Passage provided:
-------------------------

I’m devoting the next few weeks to working on a project that’s going to demand most of my mental energy. So apart from the usual Mon-Fri Checkout which will continue, I won’t be writing an additional daily article. Instead, I’m going to post a series of daily devotionals on Hosea that I wrote a few years ago.


I will….bring her into the wilderness and speak comfortably unto her” (Hosea 2:14).

Most of us would prefer being taken to a palace with all its comforts rather than a wilderness with all its dangers. But here God promises His people a wilderness which is full of comforts — comforts that cannot be enjoyed in any palace.

God was promising Israel that they would be conquered and taken captive by foreign powers as a punishment for sin. This was to be a wilderness experience with many dangers and sufferings. The people would be hungry, harmed, far away from home, and especially far away from God and His Temple. Surely nothing good could come out of this! But wait; God says He “will bring her into the wilderness and speak comfortably to her.” He will combine the uncomfortable wilderness with comfortable words.

-------------------------

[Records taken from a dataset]
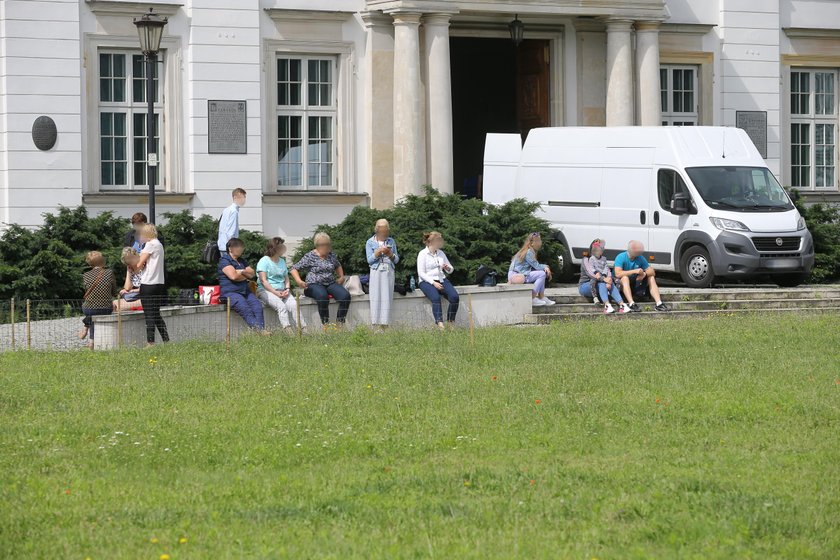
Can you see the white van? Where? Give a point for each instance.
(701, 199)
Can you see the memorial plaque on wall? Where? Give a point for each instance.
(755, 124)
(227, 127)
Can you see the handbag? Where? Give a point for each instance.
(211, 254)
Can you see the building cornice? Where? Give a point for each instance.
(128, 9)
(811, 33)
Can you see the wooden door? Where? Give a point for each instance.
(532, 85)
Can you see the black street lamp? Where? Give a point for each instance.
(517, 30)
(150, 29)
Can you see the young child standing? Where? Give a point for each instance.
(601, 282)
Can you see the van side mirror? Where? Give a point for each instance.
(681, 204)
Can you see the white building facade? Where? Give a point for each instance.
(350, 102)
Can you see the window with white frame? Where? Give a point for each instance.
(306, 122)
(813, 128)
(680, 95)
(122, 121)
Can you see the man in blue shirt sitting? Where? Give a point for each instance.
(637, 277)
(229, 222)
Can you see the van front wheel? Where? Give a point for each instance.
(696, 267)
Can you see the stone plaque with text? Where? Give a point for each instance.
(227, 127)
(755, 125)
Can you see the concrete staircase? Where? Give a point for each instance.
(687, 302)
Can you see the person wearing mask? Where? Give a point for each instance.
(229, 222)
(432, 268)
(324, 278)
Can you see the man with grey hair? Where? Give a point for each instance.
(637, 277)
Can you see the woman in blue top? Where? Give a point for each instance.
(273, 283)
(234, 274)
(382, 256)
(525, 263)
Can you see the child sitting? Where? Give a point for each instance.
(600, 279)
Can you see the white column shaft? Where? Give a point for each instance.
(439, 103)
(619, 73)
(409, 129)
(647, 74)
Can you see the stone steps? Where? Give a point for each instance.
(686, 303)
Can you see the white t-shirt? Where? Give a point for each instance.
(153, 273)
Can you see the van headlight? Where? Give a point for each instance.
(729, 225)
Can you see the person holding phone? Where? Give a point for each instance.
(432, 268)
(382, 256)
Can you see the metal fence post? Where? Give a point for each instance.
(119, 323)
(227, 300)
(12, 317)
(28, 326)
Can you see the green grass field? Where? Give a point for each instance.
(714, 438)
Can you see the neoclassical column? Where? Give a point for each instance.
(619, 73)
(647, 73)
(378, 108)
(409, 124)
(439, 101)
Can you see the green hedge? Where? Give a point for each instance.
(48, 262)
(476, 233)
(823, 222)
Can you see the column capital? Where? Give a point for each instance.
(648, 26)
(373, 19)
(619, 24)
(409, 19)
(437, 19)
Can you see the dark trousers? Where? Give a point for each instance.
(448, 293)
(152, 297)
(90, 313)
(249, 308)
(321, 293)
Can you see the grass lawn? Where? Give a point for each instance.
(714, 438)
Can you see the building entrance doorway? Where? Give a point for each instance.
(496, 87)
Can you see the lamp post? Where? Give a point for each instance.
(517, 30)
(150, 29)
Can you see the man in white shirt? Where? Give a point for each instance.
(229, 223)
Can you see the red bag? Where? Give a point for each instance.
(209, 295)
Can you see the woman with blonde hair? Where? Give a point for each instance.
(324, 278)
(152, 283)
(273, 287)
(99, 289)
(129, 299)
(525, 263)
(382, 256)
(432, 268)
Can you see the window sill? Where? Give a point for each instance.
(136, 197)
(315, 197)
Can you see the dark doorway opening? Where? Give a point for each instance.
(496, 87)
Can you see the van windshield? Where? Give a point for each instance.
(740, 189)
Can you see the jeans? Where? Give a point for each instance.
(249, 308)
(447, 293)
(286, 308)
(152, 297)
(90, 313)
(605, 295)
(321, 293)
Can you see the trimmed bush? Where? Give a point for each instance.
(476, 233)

-------------------------

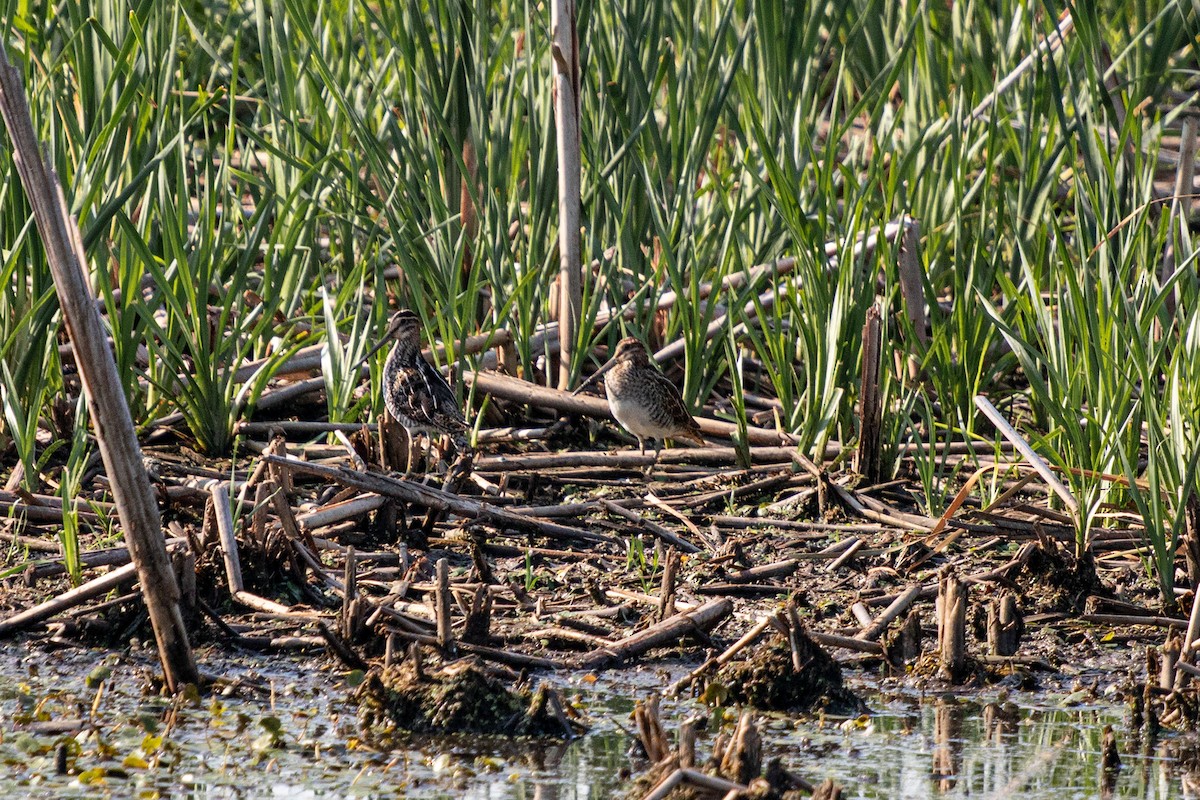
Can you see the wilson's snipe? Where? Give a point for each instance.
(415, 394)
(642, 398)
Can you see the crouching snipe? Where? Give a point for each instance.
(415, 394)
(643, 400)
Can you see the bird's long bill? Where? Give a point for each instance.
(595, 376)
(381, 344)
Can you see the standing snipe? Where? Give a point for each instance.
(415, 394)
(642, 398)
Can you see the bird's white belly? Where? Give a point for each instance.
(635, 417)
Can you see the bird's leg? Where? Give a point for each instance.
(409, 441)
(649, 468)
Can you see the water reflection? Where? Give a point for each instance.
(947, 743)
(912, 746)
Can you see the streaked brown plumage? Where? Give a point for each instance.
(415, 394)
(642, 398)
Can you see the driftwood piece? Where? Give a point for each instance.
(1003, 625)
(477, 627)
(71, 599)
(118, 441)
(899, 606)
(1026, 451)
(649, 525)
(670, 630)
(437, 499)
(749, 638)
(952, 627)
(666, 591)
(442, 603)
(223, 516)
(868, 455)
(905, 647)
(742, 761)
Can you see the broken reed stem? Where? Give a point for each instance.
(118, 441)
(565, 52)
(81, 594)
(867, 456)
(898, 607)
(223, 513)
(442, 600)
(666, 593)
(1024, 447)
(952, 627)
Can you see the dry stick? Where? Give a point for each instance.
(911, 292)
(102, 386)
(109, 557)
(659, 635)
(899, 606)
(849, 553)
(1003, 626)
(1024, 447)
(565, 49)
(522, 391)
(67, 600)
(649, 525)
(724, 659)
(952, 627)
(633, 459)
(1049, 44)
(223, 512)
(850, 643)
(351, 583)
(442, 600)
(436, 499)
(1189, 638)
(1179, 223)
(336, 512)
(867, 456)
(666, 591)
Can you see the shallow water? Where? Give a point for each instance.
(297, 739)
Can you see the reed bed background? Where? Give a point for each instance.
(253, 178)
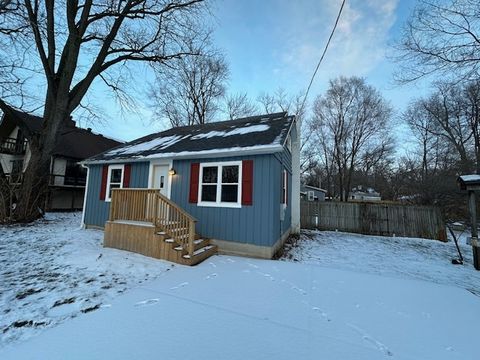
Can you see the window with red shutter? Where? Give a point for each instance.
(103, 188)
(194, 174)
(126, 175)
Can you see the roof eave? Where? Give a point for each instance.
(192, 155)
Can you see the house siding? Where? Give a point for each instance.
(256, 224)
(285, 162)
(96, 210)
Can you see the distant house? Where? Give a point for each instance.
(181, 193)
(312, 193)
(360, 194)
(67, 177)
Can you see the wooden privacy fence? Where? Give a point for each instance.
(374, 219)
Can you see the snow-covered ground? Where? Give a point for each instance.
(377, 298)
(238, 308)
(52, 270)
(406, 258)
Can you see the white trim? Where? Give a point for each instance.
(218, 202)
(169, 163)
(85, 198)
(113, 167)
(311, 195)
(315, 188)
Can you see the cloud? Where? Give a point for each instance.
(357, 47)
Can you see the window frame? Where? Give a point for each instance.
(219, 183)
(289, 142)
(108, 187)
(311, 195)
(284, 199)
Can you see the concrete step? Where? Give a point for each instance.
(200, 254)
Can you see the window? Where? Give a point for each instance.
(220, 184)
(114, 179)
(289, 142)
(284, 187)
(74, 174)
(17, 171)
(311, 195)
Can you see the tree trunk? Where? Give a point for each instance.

-------------------------

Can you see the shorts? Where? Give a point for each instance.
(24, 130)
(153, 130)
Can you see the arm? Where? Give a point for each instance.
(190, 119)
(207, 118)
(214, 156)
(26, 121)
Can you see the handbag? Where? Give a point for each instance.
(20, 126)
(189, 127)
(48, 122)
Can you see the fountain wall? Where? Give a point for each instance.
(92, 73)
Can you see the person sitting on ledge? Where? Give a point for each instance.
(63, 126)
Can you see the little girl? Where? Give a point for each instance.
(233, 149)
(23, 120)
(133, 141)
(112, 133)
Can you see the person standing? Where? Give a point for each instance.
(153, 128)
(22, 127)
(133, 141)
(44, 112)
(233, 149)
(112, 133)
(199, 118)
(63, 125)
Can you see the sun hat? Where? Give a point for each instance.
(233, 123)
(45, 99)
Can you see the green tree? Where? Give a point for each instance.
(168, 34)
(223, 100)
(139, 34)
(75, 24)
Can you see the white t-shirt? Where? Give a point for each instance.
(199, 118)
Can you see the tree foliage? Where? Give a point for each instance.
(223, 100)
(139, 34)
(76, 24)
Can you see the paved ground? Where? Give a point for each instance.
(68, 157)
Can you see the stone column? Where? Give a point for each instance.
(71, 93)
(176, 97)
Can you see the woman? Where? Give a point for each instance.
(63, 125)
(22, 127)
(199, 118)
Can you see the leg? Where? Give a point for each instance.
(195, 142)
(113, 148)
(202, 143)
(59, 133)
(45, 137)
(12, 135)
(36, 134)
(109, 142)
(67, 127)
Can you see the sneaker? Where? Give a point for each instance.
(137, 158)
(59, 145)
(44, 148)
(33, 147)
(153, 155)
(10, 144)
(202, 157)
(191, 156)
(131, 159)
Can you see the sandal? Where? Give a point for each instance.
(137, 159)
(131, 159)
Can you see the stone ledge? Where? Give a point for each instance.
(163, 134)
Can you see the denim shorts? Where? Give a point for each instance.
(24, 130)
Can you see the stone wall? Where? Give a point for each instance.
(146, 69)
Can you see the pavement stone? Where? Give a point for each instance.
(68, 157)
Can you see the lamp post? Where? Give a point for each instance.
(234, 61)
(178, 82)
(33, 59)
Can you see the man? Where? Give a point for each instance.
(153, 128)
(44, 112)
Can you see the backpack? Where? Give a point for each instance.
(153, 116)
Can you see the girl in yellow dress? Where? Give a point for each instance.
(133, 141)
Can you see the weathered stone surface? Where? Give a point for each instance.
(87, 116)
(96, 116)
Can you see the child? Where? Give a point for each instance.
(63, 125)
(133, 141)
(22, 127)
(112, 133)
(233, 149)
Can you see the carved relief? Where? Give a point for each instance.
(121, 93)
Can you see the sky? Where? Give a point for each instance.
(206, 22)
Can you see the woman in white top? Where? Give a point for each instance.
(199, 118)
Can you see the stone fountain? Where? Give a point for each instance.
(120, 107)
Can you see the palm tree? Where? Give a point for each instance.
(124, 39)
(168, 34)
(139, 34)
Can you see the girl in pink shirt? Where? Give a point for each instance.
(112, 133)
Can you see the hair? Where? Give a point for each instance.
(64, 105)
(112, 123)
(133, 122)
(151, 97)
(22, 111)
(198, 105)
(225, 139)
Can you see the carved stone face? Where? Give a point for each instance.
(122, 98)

-------------------------

Exercise requirements:
[a] Copy out the stretch of the Hosea devotional from "I will….bring her" through "with comfortable words." word for word.
[b] Carry the devotional on Hosea forward from its last sentence.

Answers for this exercise:
[a]
I will….bring her into the wilderness and speak comfortably unto her” (Hosea 2:14).

Most of us would prefer being taken to a palace with all its comforts rather than a wilderness with all its dangers. But here God promises His people a wilderness which is full of comforts — comforts that cannot be enjoyed in any palace.

God was promising Israel that they would be conquered and taken captive by foreign powers as a punishment for sin. This was to be a wilderness experience with many dangers and sufferings. The people would be hungry, harmed, far away from home, and especially far away from God and His Temple. Surely nothing good could come out of this! But wait; God says He “will bring her into the wilderness and speak comfortably to her.” He will combine the uncomfortable wilderness with comfortable words.

[b]
This was Israel’s experience in the wilderness of foreign exile. There, in the midst of their sin-caused sorrow, God spoke words of promise and hope to the repentant. How often this is the Christian’s experience. When we are in comfortable situations, we become increasingly deaf to God’s voice. We do not need to hear it, we think. So God brings us into the most uncomfortable situations in order to speak to us in a way we will hear.

You are told you have cancer. As you leave the clinic, you feel like you are in a waste-howling wilderness. You sense great danger. Fear of pain and death overwhelm you. A lonely path of surgery and chemotherapy stretches ahead of you. The world feels so bitterly cold and hostile. You get home and fall on your knees as you sob and cry out, “Lord! Lord! Help, help, help!”

And there, in the midst of that wilderness moment, God begins to draw near. Comforting verses of Scripture begin to circulate in your mind and filter down to your troubled heart. As He soothes and reassures, you sense the intimate love of your heavenly Father. And, for moments, you think that this feels more like a palace than a wilderness.

If only it wasn’t always so necessary for us to be brought into the uncomfortable wilderness to desire and delight in God’s comfortable words!